* WHAT IS ASKED *
Each entry that follows is to be retyped exactly. Pictures do not belong in the copy.

* MATERIAL SUPPLIED *
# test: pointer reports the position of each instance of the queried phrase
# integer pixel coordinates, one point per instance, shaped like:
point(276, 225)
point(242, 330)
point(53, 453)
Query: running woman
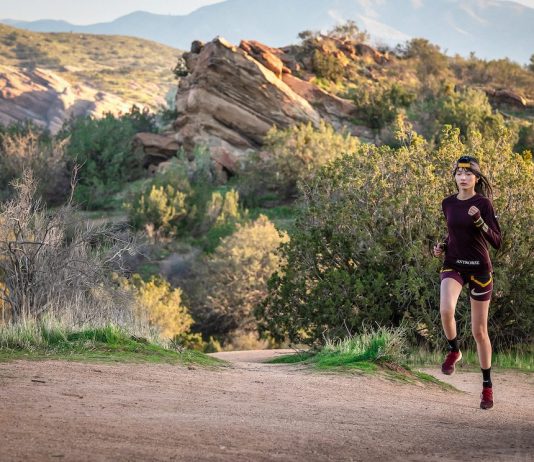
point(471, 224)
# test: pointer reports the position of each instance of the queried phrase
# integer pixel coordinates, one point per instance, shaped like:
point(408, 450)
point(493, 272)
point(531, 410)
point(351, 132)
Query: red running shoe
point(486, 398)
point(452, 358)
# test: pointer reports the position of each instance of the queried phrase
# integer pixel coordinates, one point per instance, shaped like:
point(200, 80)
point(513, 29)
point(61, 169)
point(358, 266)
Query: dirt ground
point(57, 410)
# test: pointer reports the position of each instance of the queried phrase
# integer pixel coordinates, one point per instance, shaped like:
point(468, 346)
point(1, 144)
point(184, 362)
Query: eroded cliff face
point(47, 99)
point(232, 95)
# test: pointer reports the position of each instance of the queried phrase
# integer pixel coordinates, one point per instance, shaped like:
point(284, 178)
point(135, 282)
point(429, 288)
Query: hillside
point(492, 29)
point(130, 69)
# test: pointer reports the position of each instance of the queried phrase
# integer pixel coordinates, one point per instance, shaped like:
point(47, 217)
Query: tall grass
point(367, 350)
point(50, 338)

* RESULT *
# test: pointer reports the position of each instance of the queried phrase
# integer pixel coordinates, one point per instance, shaped like:
point(276, 225)
point(242, 330)
point(53, 453)
Query: running woman
point(471, 224)
# test: pointer reports the position of each instance of the queried phrase
# integer pixel coordinates, one point per instance, shaped like:
point(408, 450)
point(493, 272)
point(531, 410)
point(351, 132)
Query: red running shoe
point(486, 398)
point(452, 358)
# test: pointer reports the position of each instance of the queried phrase
# integer pixel coordinates, one point per instance, shaped like:
point(200, 80)
point(513, 29)
point(61, 169)
point(358, 266)
Query: dirt ground
point(57, 410)
# test: pointer reports the position of each instance of the queried phrase
# integer pixel coordinates, one point per instance, shaped like:
point(468, 346)
point(1, 144)
point(184, 362)
Query: eroded cliff face
point(47, 99)
point(232, 95)
# test: pointer reports the position of each instance of the queried phrase
# integer pixel coordinates, one point per instance, shaped like:
point(284, 178)
point(135, 282)
point(429, 288)
Query: hillside
point(492, 29)
point(130, 69)
# test: pointer reports the position of each instance of the queried phrase
# integer pixel coordinates, one point per instance, shaped like:
point(47, 217)
Query: tall grass
point(367, 350)
point(50, 338)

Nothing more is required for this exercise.